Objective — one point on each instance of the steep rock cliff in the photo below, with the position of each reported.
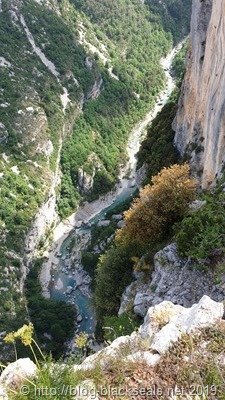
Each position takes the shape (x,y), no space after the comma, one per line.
(200,121)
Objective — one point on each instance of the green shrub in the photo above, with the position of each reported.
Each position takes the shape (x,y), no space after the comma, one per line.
(115,327)
(157,150)
(201,232)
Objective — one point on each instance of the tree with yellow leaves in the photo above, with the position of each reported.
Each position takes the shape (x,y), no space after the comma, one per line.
(161,203)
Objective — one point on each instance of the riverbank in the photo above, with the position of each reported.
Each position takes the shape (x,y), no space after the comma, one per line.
(88,211)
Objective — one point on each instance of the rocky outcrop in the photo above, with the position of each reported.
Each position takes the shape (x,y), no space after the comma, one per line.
(163,325)
(200,121)
(85,180)
(18,372)
(173,279)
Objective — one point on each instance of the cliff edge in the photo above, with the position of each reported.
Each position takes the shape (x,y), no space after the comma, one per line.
(200,120)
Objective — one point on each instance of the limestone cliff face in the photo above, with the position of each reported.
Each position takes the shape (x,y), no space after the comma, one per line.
(200,121)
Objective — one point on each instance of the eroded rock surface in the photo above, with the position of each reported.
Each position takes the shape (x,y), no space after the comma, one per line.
(200,121)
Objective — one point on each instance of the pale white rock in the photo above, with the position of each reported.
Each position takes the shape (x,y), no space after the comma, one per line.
(104,223)
(95,90)
(117,217)
(200,121)
(196,205)
(86,390)
(163,326)
(17,373)
(173,279)
(204,314)
(121,224)
(3,393)
(144,356)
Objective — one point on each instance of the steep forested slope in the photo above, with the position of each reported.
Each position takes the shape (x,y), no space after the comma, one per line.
(101,57)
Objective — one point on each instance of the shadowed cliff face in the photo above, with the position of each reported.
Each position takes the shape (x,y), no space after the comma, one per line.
(200,121)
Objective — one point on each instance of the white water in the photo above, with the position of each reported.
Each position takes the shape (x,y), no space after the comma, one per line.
(90,210)
(49,64)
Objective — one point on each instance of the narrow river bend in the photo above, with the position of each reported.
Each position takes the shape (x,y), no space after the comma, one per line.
(62,276)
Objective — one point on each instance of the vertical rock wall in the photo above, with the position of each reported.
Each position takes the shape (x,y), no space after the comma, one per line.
(200,121)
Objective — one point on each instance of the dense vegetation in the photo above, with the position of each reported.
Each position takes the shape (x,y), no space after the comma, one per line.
(201,233)
(179,62)
(173,15)
(133,51)
(157,150)
(54,321)
(148,222)
(32,119)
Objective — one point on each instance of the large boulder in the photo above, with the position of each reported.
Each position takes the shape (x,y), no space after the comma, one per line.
(17,373)
(163,325)
(173,279)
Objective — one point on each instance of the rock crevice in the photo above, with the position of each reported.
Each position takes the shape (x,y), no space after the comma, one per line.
(200,121)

───

> _YOUR GOAL_: Print the full listing exactly, dropping the pictures.

> _RESPONSE TO THE TASK_:
Objective — one point on each instance of the steep rock cliff in the photo below, with the position of each reported.
Each position takes the shape (x,y), no space after the comma, one per line.
(200,121)
Objective — one point on each instance of the green shrub in the photo above, with the position of each reported.
Each position takes the shape (x,y), no space after the comma, one per line.
(115,327)
(157,150)
(201,232)
Objective — one point on each instance of the tree with yellow leaves in the photo above, with the position of each reported.
Each position takes the shape (x,y), no space after the comma, one per line.
(161,203)
Objective — one point on each instance of the riverbank in the photo above, with the position of each reported.
Each position takes the shape (x,y), no space after the comma, one per line.
(88,211)
Objective — one point on each instance of the rocky outcrop in the photo above, with the position of each reported.
Each position takes the shape (x,y), no space after the comma, one per line.
(163,325)
(200,121)
(85,180)
(18,372)
(173,279)
Objective — one point on each instance of the cliff edge in the photo above, with the position of each reported.
Each position takes the shape (x,y), no space after the comma, one per line.
(200,120)
Objective — one point on each instance of the limestone cliff face in the photo above, with the position of each reported.
Each position takes the shape (x,y), no space after the comma, one per line.
(200,121)
Objective — one point on each instance of the eroded rock surface in the photo above, with the position of each reported.
Each position takes the shape (x,y), no space after the comma, one per line.
(200,121)
Objective — one point on each instance of the pale white rock in the photo above, with the position of each reported.
Each position takes the shape (x,y), no space after the comma, one per line.
(104,223)
(95,90)
(117,217)
(200,121)
(196,205)
(86,390)
(163,326)
(17,373)
(173,279)
(204,314)
(121,224)
(3,393)
(144,356)
Objective — one point on each instance of the steep forested slope in the photo above, with the position of each reported.
Each position takes the shape (x,y), no space after the comma, one per line.
(101,57)
Objective — one point on each instance of the shadowed cliff face in the photo above, with the position of each reported.
Each position takes the shape (x,y), no space after the comma, one per line.
(200,121)
Objective — one point on each instance of the white water in the photo above, with the position of each reported.
Each position takes the shape (x,y), no space after the comma, one per line.
(90,210)
(49,64)
Objective — one point on each instance of the narrow river bend in the photo above, with the position of each reported.
Each position takes the shape (x,y), no space after the comma, one per line.
(62,276)
Objective — one point on each instance of the vertical rock wall in the photo above, with the position of each reported.
Each position takes the shape (x,y), no space after the comma, one per line.
(200,121)
Objective — one point on each instance of the dense vegetation in the photo above, with the position of each reported.
Each position takes the shape (x,y), no space after the comma, one per line.
(201,233)
(179,62)
(173,15)
(133,51)
(157,150)
(54,321)
(148,222)
(32,119)
Objective — one point on each instance of the large boulder in the photo above, with the position of each reported.
Each position takes the shape (x,y), no space after the comma, one per line.
(17,373)
(163,325)
(173,279)
Objective — one point on each instance of the rock crevice in the photo above, with the position of each reported.
Each position takes the shape (x,y), no space after the comma, one per line.
(200,121)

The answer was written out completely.